━━━━━ Source document
In December, the orchestra will play a holiday concert in The Washington Center for the Performing Arts as well as premiere a new composition in Seattle’s iconic Benaroya Hall.

There will be no audience present — meaning the Olympia musicians will be performing in Seattle in front of 2,500 empty seats — but that hasn’t dampened the excitement for either the musicians or the composers of the premiere piece: 50 Tumwater fourth- and fifth-graders who’ve been studying music with orchestra members and composition with a pair of Emerald City Music teaching artists.

The young composers — music students at Peter G. Schmidt and Tumwater Hill Elementary schools — have been working with Brad Balliett and Claire Bryant, both members of New York City’s prestigious Decoda Ensemble, to compose a theme and variations on Woody Guthrie’s “Pastures of Plenty.”

Symphony executive director Jennifer Hermann shared the news with the students on Friday.

“The kids were just blown away,” Hermann told The Olympian. “Right now in our lives, so many things are being taken away or diminished or pulled back. We’re having to make do with things other than how we would normally want them.

“It’s been a while since we’ve been able to be pleasantly surprised by a situation,” she said. “We’ve just been unpleasantly surprised for so long.”
━━━━━━━━━━
▸ Exercise:
Decide whether each statement below agrees with the article about the orchestra's December concerts, answering yes or no and quoting the words of the article that settle it: (a) The premiere in Benaroya Hall will be played before an audience. (b) The students composed a theme and variations on a Woody Guthrie song. (c) Jennifer Hermann told the students the news on Friday.
━━━━━ Excerpted data
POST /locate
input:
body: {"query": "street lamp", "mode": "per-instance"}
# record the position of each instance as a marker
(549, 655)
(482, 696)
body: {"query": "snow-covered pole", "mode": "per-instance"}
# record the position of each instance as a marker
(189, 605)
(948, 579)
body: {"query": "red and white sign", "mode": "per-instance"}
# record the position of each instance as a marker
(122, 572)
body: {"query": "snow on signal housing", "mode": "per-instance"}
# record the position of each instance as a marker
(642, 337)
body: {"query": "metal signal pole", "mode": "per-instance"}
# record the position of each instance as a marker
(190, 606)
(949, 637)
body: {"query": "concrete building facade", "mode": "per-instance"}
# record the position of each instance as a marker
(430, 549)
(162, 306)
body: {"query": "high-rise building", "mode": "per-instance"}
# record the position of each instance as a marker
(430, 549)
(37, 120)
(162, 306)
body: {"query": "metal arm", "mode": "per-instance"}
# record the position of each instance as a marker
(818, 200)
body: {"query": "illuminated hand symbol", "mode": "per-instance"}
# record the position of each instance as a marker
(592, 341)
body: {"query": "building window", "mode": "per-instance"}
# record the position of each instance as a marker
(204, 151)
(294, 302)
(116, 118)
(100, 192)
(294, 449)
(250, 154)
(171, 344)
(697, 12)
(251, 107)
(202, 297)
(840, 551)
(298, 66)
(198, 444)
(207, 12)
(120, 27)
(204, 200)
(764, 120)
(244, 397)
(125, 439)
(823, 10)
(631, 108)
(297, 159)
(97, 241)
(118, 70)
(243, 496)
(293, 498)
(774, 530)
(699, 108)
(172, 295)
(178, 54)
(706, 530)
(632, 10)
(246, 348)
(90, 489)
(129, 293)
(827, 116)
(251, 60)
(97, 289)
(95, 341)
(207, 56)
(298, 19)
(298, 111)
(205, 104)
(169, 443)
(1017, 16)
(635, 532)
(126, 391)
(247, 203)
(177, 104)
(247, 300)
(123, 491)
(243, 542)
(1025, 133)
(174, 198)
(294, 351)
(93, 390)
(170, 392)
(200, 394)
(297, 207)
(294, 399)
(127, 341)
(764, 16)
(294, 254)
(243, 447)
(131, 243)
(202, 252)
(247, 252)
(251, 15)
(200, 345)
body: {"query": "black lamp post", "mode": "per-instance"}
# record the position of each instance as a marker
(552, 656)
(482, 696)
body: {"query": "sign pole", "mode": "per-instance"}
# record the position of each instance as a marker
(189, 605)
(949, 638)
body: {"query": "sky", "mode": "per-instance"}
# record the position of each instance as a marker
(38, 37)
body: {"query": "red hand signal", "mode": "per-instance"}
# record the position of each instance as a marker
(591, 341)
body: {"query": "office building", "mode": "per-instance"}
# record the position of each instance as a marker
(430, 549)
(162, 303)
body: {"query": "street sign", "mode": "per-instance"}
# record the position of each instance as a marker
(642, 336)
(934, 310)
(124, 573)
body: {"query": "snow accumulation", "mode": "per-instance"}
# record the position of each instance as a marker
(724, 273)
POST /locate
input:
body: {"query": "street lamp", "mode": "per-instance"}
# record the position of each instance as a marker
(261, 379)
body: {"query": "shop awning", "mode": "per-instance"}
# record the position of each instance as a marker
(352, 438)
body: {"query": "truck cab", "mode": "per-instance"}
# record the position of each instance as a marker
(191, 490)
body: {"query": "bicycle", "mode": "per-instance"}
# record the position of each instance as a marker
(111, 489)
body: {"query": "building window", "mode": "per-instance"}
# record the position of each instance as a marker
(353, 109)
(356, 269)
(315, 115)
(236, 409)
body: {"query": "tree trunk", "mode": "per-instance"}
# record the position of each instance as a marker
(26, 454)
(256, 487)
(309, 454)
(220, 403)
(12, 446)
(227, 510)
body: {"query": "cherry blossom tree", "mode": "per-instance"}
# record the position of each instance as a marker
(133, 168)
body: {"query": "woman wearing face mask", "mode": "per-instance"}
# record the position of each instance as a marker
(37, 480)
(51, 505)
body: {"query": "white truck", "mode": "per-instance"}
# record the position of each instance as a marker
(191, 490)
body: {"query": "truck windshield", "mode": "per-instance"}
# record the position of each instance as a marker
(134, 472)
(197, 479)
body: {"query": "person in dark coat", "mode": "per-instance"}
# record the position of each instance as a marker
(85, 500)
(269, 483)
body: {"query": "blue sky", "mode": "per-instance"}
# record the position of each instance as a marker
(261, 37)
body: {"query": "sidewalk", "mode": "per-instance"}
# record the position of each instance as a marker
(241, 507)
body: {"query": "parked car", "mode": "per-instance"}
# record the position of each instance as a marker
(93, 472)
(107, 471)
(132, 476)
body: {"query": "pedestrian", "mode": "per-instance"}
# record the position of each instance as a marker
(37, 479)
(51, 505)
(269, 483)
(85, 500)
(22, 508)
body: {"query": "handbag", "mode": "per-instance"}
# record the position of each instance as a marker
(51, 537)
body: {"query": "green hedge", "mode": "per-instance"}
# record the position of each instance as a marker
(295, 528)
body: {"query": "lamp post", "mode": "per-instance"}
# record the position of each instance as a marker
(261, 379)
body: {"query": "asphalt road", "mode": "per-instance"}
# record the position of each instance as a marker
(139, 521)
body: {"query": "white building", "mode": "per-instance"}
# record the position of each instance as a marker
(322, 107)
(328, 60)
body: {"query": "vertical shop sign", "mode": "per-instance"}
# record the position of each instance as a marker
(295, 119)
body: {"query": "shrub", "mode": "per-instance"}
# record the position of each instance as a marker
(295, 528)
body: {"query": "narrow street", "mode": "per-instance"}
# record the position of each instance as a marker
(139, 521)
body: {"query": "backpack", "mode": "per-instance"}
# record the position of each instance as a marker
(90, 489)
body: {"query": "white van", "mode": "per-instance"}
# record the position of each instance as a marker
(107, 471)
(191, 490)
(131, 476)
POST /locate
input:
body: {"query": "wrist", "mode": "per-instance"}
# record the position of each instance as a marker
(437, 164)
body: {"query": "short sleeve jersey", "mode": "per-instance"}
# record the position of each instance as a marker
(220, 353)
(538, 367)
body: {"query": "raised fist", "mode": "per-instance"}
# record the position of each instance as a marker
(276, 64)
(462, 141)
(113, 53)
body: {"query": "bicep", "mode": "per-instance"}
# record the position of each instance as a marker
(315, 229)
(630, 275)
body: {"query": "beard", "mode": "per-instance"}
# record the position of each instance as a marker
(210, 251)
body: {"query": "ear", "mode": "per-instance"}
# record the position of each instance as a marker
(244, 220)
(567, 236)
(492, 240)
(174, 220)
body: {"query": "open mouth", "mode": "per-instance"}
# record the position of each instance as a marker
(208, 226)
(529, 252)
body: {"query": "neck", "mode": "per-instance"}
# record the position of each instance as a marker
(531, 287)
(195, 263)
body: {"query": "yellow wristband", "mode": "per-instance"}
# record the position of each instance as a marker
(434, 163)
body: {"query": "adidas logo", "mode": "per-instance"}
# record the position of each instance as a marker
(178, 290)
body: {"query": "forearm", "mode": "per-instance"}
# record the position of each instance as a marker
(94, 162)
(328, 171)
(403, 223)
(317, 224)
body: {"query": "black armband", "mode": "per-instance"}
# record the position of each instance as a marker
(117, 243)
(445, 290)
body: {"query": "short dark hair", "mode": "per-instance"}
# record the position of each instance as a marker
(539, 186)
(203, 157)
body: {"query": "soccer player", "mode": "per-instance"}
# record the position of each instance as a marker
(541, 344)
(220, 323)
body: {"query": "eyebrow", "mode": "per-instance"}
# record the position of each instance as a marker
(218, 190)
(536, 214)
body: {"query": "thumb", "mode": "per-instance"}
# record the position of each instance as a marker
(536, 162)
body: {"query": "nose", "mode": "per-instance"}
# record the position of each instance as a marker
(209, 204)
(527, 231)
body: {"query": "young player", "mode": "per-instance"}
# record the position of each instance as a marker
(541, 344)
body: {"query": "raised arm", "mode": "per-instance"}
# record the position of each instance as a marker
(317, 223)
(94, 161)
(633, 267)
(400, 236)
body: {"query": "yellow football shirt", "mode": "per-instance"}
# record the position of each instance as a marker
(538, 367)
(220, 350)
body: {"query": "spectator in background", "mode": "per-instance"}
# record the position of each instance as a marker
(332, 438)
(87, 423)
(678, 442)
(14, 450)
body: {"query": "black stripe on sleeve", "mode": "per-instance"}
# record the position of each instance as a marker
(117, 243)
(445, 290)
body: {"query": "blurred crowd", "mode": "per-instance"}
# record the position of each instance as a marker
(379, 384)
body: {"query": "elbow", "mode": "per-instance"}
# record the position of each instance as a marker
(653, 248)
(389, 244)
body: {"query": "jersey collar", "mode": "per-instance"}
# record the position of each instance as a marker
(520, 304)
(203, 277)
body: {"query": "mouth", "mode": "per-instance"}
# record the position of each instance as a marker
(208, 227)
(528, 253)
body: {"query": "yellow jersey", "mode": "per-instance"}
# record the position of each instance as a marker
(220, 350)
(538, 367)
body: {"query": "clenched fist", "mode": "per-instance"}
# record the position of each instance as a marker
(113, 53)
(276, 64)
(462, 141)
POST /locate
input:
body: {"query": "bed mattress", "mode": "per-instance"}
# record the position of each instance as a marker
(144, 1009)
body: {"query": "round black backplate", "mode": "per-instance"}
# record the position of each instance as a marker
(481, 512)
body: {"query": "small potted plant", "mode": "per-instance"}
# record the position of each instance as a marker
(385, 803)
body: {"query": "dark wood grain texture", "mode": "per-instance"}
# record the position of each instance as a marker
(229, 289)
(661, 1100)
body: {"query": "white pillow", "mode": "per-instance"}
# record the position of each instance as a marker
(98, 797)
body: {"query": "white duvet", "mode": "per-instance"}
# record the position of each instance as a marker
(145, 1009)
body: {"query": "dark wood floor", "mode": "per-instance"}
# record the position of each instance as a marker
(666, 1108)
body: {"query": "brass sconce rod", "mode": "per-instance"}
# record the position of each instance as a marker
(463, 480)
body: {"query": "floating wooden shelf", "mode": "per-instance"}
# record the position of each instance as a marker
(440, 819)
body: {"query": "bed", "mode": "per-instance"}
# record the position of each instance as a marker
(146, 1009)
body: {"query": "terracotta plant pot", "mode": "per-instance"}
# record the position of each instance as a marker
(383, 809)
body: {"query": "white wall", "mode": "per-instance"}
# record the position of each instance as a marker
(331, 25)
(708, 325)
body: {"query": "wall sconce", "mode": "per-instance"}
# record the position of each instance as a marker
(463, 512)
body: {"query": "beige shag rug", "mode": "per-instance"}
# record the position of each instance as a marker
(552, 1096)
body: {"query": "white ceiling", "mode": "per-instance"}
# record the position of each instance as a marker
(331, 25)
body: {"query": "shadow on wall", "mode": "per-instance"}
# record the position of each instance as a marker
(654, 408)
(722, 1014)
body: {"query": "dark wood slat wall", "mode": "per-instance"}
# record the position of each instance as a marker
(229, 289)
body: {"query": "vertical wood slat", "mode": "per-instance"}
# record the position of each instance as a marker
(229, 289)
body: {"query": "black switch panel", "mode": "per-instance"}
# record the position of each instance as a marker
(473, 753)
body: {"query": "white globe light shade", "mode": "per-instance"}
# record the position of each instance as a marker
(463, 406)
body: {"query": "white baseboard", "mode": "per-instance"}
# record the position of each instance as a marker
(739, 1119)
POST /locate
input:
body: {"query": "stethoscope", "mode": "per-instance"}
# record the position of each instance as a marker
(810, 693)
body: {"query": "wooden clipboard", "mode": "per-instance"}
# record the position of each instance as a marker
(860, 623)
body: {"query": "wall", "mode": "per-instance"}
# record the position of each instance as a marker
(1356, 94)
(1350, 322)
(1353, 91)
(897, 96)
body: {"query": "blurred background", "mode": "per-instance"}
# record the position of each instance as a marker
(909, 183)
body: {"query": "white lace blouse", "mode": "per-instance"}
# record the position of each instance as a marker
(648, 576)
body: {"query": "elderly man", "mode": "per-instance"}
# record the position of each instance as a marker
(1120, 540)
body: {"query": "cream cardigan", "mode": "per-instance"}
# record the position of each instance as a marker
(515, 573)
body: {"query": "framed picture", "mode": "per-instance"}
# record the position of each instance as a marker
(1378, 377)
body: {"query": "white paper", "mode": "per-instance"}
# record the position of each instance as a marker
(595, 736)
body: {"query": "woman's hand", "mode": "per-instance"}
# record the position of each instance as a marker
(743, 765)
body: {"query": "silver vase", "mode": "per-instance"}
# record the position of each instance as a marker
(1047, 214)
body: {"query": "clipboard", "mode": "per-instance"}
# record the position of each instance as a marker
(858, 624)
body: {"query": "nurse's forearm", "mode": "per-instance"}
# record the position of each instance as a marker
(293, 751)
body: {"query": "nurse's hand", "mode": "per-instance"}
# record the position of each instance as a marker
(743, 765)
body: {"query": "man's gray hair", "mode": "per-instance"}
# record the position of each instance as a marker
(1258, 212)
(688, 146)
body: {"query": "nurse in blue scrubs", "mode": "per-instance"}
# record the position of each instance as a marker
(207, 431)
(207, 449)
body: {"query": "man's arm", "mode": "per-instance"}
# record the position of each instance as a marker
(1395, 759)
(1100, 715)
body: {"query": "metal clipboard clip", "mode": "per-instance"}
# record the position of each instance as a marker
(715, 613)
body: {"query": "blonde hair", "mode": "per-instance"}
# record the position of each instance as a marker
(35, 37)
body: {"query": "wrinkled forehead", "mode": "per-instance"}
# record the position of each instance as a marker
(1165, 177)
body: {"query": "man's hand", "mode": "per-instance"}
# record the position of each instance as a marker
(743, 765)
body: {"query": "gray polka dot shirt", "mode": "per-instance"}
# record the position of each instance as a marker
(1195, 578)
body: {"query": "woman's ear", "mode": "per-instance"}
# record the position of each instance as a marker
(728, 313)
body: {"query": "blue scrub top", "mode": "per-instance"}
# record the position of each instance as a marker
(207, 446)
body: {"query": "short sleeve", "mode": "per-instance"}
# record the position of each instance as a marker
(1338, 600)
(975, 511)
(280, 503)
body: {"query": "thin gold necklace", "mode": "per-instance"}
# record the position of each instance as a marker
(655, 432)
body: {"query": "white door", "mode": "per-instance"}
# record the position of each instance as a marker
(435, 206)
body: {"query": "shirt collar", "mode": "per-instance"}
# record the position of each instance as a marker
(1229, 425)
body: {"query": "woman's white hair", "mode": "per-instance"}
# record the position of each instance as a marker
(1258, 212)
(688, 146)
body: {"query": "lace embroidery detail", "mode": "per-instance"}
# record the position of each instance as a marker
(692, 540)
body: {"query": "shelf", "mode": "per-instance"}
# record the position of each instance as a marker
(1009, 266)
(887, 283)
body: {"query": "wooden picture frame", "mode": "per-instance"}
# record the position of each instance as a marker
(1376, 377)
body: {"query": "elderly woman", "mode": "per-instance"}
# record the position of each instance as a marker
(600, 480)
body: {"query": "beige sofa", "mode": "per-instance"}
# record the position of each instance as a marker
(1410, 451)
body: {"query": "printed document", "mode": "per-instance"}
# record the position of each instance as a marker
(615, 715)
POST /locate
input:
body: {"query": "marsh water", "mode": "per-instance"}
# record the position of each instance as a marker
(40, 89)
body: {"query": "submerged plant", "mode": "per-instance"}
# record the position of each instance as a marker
━━━━━━━━━━
▸ Result:
(a) No: "There will be no audience present"
(b) Yes: "to compose a theme and variations on Woody Guthrie’s “Pastures of Plenty.”"
(c) Yes: "Symphony executive director Jennifer Hermann shared the news with the students on Friday."